**SELECTED EXCERPT:**
Is the Nicotine Gateway Hypothesis Complete Bull?
The most general form of the nicotine-related gateway hypothesis looks on shaky ground altogether, according to the basic findings and the subsequent analyses. The core idea is that trying nicotine in some specific form will make you more or less likely to try another type, and the main concern for anybody rational is combustible cigarettes. The analyses revealed that only sex was a significant predictor of current tobacco use, with men being about 50 percent more likely to use tobacco as women.
For use of multiple products vs. use of nothing, there were a couple of substance related differences: those who tried cigarettes first were around five times as likely as those who started on hookah to use multiple products, and were over three times as likely as those who started on emerging products. For people who first tried smokeless tobacco, they were over four times more likely to be users of multiple products than those who started on emerging products and over six times as likely to be doing so as people who started on hookahs.
Aside from cigarettes, the only gateway-like effects are potentially seen with smokeless tobacco, and even then only three people out of the 97 who first tried it went onto daily smoking. Granted, more occasionally smoked or used a hookah, but occasional smoking doesn’t seem like real issue. If anything, the main thing that predicted current smoking was starting out smoking, and the main thing that predicted current smokeless tobacco use was starting out on smokeless tobacco.
The alternative to the “gateway” idea is the considerably more sensible “common liability” model, which – instead of ascribing borderline-magical properties to specific substances – simply states that some people are more likely to try drugs (of all forms) or become addicted than others. They share some characteristics (whether genetic, environmental, psychological or all of the above) that influence their likelihood of trying something out. So the real question is, with very little in the way of evidence for the gateway idea, why bother with it at all?
Conclusion – Vaping Does Not Lead to Smoking
This study wasn’t perfect, admittedly. At the time these students were likely trying their first nicotine product, vaping wasn’t as popular as it is today, and those who tried e-cigs first probably had a couple of puffs on a cig-a-like. There’s a chance that future studies will find that starting out vaping really does make people more likely to take up smoking, but given how rare it is for studies to even attempt to answer the most important questions, this seems like the most reliable and relevant evidence to date.
And the study’s message is clear: trying e-cigarettes doesn’t lead people into smoking tobacco. Given that this would require switching from a pleasant, delicious-tasting habit to one that tastes like smoldering ass and is about 100 (if not more) times as dangerous, all for the exact same drug, it doesn’t exactly seem likely.

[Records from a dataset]
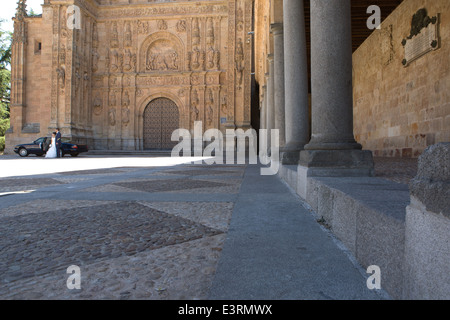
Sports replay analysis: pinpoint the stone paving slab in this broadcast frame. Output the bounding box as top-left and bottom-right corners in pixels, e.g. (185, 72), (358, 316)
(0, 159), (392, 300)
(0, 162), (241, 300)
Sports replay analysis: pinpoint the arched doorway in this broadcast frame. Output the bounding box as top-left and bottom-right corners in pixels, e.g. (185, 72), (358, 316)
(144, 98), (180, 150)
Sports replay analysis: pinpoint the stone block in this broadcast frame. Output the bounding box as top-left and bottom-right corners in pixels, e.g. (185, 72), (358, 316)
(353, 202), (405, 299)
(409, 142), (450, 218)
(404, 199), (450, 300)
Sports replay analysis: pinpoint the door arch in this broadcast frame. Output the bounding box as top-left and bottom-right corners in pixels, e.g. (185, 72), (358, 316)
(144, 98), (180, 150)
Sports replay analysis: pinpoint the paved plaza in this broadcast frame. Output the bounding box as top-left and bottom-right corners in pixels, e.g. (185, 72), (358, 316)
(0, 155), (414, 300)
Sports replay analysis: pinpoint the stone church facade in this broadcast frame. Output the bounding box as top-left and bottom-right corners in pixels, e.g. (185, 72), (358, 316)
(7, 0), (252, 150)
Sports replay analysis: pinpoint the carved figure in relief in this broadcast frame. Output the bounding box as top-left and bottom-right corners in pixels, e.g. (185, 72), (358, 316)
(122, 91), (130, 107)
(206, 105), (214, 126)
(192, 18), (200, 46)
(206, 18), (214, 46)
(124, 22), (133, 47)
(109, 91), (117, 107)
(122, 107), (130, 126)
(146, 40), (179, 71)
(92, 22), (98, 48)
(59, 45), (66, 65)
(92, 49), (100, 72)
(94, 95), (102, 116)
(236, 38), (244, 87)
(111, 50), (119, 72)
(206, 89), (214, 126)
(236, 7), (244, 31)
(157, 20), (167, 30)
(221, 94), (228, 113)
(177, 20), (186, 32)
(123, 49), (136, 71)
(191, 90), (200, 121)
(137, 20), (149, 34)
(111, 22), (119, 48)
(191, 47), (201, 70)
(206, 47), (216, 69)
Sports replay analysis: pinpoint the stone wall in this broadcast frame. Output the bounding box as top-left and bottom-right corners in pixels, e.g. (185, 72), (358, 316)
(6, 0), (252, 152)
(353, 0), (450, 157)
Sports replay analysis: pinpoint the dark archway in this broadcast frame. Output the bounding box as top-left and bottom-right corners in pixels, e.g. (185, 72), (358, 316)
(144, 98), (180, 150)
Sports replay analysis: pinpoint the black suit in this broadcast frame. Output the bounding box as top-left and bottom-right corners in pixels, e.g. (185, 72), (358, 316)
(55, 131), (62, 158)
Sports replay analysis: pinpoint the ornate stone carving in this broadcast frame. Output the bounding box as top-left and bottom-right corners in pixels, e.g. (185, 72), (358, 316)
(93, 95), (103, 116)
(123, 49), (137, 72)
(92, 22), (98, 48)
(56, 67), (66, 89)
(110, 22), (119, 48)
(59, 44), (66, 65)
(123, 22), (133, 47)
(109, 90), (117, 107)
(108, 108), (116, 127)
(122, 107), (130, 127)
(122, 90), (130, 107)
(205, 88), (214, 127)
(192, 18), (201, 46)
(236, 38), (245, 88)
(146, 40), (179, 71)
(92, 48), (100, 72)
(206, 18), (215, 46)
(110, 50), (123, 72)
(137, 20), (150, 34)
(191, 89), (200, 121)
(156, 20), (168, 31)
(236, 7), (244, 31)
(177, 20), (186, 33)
---
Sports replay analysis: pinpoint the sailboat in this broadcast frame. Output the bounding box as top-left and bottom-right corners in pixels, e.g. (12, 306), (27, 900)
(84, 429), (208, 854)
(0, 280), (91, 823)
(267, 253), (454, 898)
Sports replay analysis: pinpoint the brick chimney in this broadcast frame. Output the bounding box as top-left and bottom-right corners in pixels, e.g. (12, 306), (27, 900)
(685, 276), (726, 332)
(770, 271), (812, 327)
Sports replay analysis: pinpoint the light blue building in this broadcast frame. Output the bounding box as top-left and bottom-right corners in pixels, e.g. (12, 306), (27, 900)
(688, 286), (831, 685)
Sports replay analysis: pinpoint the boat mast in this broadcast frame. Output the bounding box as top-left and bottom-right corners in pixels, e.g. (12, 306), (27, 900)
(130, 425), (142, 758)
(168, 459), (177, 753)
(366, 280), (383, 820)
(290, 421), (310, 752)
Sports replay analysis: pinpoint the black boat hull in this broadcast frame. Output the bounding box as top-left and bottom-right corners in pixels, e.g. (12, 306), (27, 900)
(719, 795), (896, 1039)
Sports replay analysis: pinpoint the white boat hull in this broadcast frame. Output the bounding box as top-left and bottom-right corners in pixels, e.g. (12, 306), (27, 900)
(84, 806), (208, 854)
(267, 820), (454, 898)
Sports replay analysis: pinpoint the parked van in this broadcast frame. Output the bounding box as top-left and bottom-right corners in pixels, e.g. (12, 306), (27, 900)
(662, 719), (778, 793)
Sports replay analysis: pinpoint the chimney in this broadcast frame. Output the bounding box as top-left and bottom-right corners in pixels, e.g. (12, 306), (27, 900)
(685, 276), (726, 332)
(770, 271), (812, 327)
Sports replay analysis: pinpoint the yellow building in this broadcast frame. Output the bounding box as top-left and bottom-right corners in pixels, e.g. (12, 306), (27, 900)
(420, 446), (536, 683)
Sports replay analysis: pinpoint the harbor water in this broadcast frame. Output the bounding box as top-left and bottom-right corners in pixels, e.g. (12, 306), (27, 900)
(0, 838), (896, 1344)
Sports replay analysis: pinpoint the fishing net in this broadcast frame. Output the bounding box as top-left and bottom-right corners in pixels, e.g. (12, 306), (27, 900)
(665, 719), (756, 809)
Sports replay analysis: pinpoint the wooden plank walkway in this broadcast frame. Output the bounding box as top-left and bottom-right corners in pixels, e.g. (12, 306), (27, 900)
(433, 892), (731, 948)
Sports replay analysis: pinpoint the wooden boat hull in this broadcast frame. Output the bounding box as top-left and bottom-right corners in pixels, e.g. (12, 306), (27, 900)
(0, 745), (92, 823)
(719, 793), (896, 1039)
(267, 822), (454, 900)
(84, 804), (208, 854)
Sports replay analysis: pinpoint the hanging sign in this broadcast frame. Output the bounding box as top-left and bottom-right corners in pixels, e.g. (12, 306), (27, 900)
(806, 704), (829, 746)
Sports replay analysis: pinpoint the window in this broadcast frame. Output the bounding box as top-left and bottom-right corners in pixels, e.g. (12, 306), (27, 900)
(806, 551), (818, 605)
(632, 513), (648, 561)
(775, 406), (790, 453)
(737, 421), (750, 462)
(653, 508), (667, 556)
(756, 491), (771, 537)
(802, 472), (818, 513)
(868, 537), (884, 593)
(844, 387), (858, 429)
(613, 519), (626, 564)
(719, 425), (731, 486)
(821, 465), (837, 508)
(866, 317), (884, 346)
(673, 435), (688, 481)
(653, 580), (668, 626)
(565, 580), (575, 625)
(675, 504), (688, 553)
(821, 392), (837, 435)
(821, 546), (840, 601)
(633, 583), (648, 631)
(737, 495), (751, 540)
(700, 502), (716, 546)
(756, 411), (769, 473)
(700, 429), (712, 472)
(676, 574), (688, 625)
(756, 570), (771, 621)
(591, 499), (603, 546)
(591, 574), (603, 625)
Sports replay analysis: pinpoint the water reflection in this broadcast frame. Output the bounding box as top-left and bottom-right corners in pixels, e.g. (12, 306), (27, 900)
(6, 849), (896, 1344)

**TASKS AND EXERCISES:**
A: Reproduce the passage of the nicotine gateway article that opens with the words "Is the Nicotine" and closes with "tobacco as women.".
B: Answer these questions from the nicotine gateway article:
(i) According to the analyses, which factor alone was a significant predictor of current tobacco use?
(ii) Of the 97 people who first tried smokeless tobacco, how many went on to daily smoking?
(iii) What model does the article present as the alternative to the gateway idea?

**YOUR RESPONSES:**
A:
Is the Nicotine Gateway Hypothesis Complete Bull?
The most general form of the nicotine-related gateway hypothesis looks on shaky ground altogether, according to the basic findings and the subsequent analyses. The core idea is that trying nicotine in some specific form will make you more or less likely to try another type, and the main concern for anybody rational is combustible cigarettes. The analyses revealed that only sex was a significant predictor of current tobacco use, with men being about 50 percent more likely to use tobacco as women.

B:
(i) Sex was the only significant predictor of current tobacco use.
(ii) Three people went on to daily smoking.
(iii) The "common liability" model.